• **Problem details**
Rescale the records between the line holding "Can you find the large" and the end of the records, both included. Write out every line, multiplying each answer coordinate by 0.8 and rounding to a whole number (halves go up). Leave all other text and numbers unchanged, and return only those lines.

····················

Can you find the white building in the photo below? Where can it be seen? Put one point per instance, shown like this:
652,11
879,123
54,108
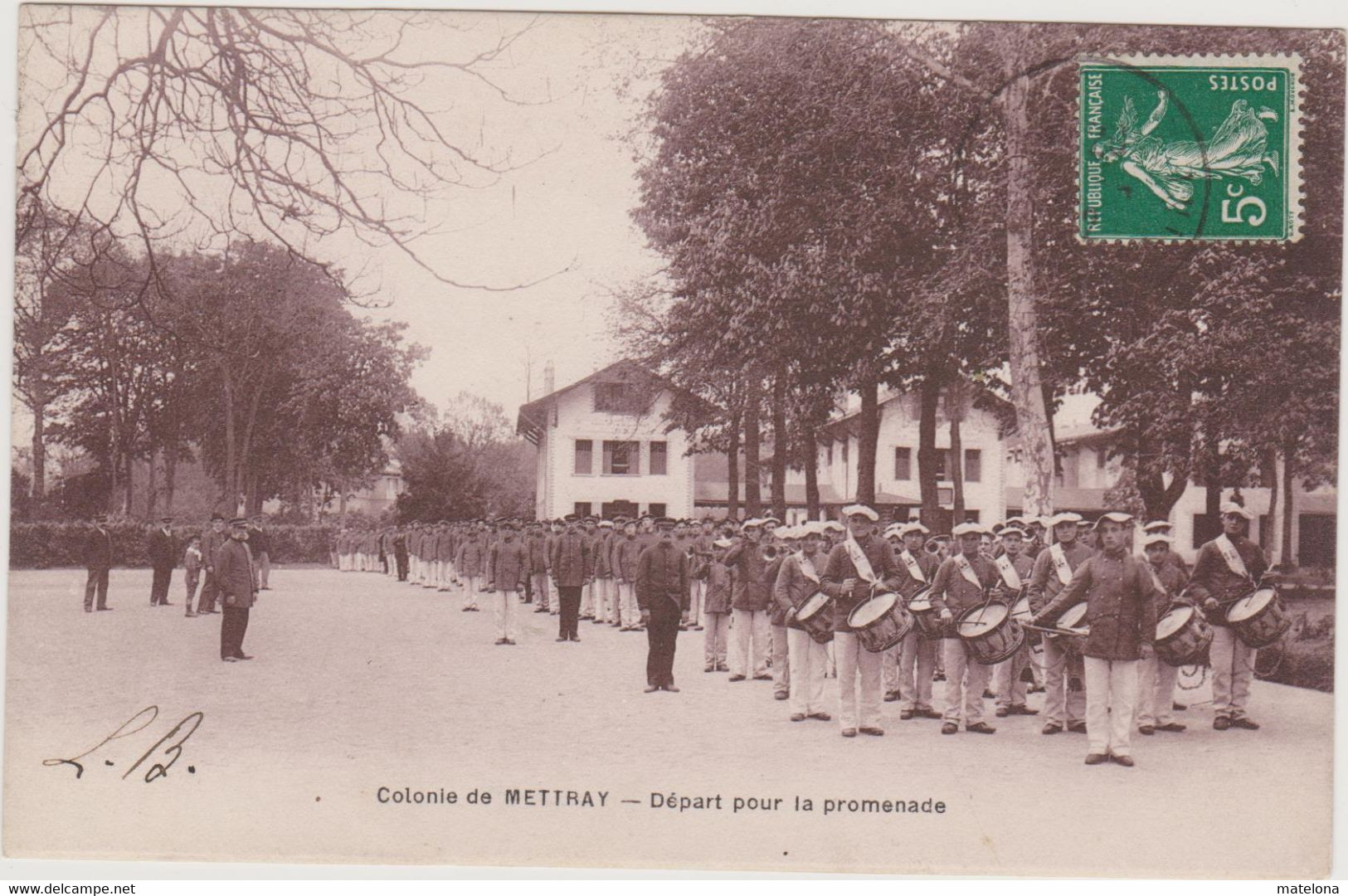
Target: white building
603,448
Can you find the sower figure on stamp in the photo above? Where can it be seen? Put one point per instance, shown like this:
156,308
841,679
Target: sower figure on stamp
97,562
1229,567
858,567
236,577
963,582
571,565
163,555
917,654
662,596
1007,675
1157,678
1063,674
1122,613
797,582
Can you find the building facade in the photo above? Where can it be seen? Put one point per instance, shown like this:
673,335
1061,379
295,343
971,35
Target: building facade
603,448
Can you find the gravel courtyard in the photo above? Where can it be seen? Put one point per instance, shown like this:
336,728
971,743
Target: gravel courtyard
363,684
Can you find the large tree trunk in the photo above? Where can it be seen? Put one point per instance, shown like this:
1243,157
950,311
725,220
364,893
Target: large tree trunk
810,460
1026,384
781,444
732,469
1289,511
752,442
867,440
929,395
39,453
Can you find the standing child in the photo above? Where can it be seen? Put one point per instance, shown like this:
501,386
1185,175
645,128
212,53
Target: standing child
716,608
192,562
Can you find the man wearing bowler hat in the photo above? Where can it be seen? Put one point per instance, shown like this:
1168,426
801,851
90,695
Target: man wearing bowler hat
236,577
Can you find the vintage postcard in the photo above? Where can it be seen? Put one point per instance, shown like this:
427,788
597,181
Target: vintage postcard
727,444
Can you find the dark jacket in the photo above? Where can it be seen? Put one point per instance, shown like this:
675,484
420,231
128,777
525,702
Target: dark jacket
793,587
163,550
840,569
235,574
752,589
1214,578
1121,606
99,550
662,578
571,559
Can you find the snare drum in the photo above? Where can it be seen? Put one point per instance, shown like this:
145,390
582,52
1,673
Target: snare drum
990,632
1259,620
925,617
812,617
880,623
1074,621
1182,636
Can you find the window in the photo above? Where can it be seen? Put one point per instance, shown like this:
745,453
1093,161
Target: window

····················

• **Solution to the exercise**
Can you find the large tree trunk in the photo above? Where can it be seen? Put one point per instance, shown like this:
1243,157
950,311
725,220
364,893
Target: large tree trunk
648,368
821,307
625,355
586,375
1031,409
602,354
694,352
743,316
31,362
Can you find the standing child in the photo above? Where can it be seen? Put one point per instance, shown like this:
501,386
1185,175
645,128
212,53
Target: standing child
573,486
154,450
Can you find the man wearing bowler hat in the photo above? Where can it be seen? Put one point per instance, shown like this:
1168,426
801,851
90,695
Target: man wearing bowler hat
189,462
Can you find the vintage postcard in the photo above? Where can it be seen? Put one point per instance, shown like this:
427,788
597,181
Target: vintage postcard
582,355
Can you find the dark jacket in the photo above? Where can it be seen? Put one point per instance, shown like this:
675,484
420,231
128,777
525,702
Target: dark jacket
634,470
130,440
672,455
188,459
602,471
971,462
897,485
79,440
530,462
457,447
Can you find the snare drum in the photo above? Where can it be seen? Put one point per instance, shown like this:
145,390
582,52
1,673
Target: snare drum
792,506
1007,496
740,494
650,494
704,498
859,497
946,509
Can you find the window in the photo above? Where can it be seen? Put one point per instance, shown like this:
745,453
1093,161
Target: window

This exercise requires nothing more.